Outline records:
--*--

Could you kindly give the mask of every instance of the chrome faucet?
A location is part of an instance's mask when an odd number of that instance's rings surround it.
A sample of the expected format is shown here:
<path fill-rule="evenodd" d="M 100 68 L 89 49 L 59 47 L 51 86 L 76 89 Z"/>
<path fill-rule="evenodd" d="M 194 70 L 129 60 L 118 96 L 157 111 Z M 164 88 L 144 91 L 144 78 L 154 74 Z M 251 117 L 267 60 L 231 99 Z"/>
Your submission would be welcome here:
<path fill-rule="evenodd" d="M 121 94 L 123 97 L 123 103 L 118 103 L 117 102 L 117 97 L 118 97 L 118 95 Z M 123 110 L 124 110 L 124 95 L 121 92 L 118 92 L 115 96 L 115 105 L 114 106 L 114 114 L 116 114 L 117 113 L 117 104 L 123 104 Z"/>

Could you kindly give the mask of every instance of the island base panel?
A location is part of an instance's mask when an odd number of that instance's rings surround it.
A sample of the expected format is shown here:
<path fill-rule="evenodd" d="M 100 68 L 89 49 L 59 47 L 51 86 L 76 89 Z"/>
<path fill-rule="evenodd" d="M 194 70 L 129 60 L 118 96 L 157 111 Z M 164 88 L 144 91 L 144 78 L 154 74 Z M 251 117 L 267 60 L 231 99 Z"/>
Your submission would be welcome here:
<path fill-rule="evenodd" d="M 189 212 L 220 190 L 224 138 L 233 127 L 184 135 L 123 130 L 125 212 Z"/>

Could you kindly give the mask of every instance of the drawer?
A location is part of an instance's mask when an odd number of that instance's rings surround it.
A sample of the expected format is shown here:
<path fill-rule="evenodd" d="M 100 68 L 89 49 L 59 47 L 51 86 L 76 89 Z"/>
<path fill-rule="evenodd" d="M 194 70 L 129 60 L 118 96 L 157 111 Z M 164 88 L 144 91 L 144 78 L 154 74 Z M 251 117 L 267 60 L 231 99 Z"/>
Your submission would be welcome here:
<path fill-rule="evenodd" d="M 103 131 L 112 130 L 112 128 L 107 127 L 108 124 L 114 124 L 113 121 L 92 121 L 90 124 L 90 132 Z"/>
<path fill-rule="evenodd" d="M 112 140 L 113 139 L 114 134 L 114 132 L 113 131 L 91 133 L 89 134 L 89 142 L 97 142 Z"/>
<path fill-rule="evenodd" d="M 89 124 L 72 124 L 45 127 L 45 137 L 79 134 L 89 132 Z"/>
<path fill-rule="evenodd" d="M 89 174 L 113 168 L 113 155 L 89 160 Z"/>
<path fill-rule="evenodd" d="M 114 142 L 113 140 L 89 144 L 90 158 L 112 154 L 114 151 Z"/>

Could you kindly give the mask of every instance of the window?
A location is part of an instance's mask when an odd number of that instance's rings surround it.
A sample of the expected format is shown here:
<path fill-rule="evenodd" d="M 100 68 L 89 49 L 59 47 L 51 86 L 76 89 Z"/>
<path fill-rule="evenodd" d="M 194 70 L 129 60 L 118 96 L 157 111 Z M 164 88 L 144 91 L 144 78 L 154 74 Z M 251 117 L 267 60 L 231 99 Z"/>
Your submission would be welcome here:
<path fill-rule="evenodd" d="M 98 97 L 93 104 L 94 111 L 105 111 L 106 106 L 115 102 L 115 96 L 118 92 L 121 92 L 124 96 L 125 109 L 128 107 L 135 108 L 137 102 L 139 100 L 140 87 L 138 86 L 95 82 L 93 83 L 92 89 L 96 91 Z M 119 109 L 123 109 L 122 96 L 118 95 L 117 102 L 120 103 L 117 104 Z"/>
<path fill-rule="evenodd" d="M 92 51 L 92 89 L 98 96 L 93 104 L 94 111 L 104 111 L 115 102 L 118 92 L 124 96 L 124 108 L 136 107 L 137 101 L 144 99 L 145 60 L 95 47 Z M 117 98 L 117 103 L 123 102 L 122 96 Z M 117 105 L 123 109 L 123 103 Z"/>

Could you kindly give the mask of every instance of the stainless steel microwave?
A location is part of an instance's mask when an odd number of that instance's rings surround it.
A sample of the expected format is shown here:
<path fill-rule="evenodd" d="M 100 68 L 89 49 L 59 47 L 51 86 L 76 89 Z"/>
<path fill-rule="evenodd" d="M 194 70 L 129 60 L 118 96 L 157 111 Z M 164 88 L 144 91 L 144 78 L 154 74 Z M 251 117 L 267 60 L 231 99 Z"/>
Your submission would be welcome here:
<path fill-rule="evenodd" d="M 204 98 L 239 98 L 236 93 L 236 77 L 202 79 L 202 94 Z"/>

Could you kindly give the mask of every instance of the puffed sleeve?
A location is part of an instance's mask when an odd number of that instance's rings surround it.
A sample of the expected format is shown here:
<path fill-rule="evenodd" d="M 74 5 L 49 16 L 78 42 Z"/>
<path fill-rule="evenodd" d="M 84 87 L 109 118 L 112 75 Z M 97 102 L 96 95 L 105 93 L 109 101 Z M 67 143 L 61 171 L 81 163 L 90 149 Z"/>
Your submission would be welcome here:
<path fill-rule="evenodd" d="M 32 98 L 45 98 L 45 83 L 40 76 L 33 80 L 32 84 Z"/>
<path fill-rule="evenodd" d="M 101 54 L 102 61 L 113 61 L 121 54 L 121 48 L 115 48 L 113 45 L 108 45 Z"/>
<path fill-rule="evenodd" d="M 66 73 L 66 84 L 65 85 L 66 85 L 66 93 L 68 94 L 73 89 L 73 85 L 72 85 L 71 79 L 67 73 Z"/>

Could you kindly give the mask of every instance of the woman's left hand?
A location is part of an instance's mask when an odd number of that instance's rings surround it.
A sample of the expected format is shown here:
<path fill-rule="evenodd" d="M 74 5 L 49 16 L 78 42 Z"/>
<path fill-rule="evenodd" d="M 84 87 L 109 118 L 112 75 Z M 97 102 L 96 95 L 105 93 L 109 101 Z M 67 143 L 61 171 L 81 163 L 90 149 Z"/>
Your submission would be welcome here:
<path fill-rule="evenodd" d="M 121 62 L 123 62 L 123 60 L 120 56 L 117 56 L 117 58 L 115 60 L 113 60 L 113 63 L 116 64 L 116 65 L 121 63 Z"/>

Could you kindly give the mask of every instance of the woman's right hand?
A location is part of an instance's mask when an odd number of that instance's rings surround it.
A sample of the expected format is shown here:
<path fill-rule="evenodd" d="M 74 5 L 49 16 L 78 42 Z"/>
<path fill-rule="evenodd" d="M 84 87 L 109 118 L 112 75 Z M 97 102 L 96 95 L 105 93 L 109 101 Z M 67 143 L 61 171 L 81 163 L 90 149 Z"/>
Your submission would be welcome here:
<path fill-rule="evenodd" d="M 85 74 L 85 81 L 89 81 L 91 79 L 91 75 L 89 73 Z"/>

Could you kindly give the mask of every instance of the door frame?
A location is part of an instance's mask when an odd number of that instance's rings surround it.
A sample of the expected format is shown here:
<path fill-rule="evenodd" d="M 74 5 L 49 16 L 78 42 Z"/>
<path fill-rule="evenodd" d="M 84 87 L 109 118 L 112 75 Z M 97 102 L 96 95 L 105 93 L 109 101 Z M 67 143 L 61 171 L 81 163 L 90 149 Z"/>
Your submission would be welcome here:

--*--

**WHAT THIS TASK INVOLVES:** Starting with the line that contains "woman's right hand?" and going on through the end of the records, rewrite the lines with "Could you kindly give" swapped for "Please provide" and every other character kept the same. Return only those lines.

**THE OUTPUT:**
Please provide the mask of every instance of the woman's right hand?
A location is part of an instance's mask when an odd number of that instance's rings surround it.
A sample of the expected format is shown here:
<path fill-rule="evenodd" d="M 74 5 L 49 16 L 78 42 Z"/>
<path fill-rule="evenodd" d="M 84 87 L 109 118 L 112 75 Z M 97 102 L 96 95 L 105 93 L 109 101 Z M 67 143 L 61 171 L 81 163 L 90 149 Z"/>
Your submission would be welcome here:
<path fill-rule="evenodd" d="M 85 74 L 85 81 L 89 81 L 91 79 L 91 75 L 89 73 Z"/>

Please provide the mask of every instance of the door frame?
A location is part of an instance's mask when an odd number of that instance's rings surround it.
A sample of the expected format is shown here:
<path fill-rule="evenodd" d="M 74 5 L 49 16 L 78 42 Z"/>
<path fill-rule="evenodd" d="M 84 87 L 109 118 L 112 75 Z M 97 102 L 96 95 L 105 93 L 109 101 Z M 67 143 L 61 171 L 81 163 L 90 149 Z"/>
Your submission would be welcome here:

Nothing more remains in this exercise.